GIVEN DATA:
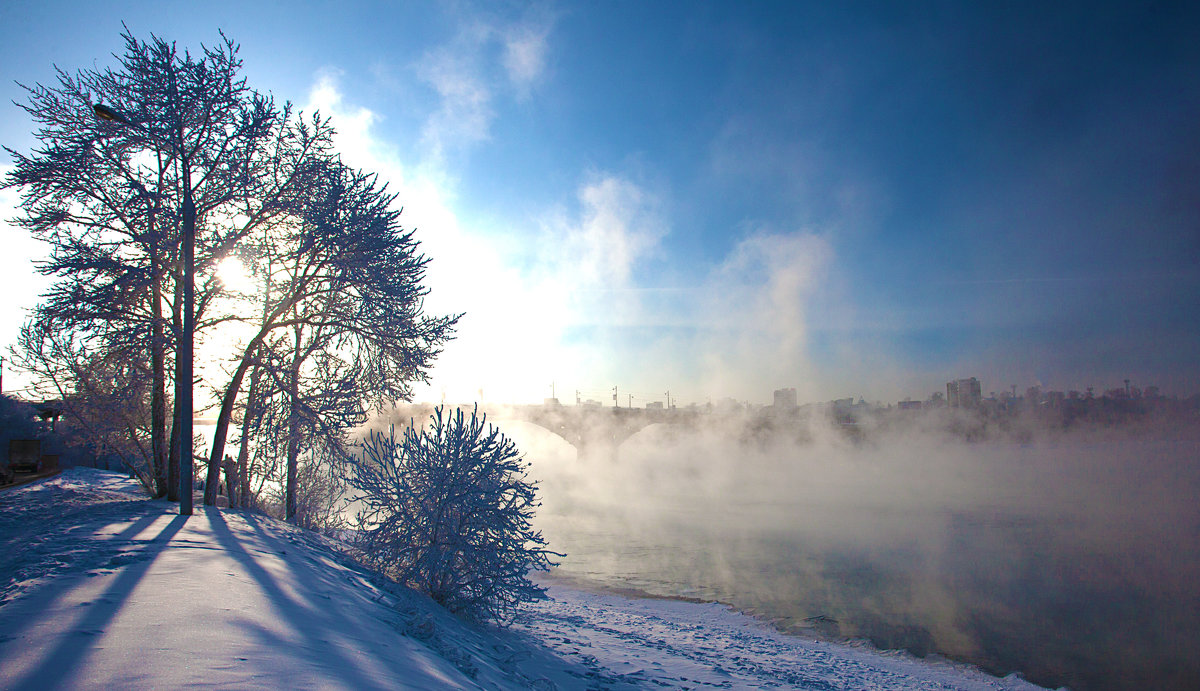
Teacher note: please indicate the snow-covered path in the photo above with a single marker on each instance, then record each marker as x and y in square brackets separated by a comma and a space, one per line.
[101, 588]
[666, 643]
[127, 594]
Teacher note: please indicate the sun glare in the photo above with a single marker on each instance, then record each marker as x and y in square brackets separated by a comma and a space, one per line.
[233, 275]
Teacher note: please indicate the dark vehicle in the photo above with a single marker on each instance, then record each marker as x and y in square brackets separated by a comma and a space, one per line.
[24, 455]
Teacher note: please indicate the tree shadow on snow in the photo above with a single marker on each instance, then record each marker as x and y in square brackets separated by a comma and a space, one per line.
[73, 648]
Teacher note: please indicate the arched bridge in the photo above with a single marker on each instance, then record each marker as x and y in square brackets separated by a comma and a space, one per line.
[593, 431]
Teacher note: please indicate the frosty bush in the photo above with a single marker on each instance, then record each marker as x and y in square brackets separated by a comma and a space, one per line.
[447, 510]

TASK REQUIREMENTS: Make an exact copy of the whole listing, but don't bring over any pictures.

EXERCISE RESULT:
Teacher note: please indicate the snow-covered path in the photo above with a single marker on each instance, then record each marker as x and y in square brackets separated by a comma and a space, one per line.
[101, 588]
[666, 643]
[127, 594]
Teacher note: please indicate the sun glare in the photo above with a single marker on each instance, then record each marker as x and y in square brackets separated by a comma and a space, one per line.
[233, 275]
Teacher note: please indicate the dark vehicle in the photo above with a single marker on each instance, then record each marker as x and y in square brackets separated by a comma and a space, one per line.
[24, 455]
Teacher note: please indicate the tree shadow on snow in the photo above with a single marker on each instance, then record each marker as x and y in square brackets separated by a comma and a space, one per line.
[73, 648]
Teacher note: please indicate the arched bridge in the photo above with a single marker on each instance, then record each marker as x and y in square brackets separated by a comma and a space, one per line.
[593, 431]
Teacher note: please indicate the frosty bush in the photo above with a single marker on each instance, then record each marker as x and y in square brackets separated by a comma and a space, one per line.
[447, 510]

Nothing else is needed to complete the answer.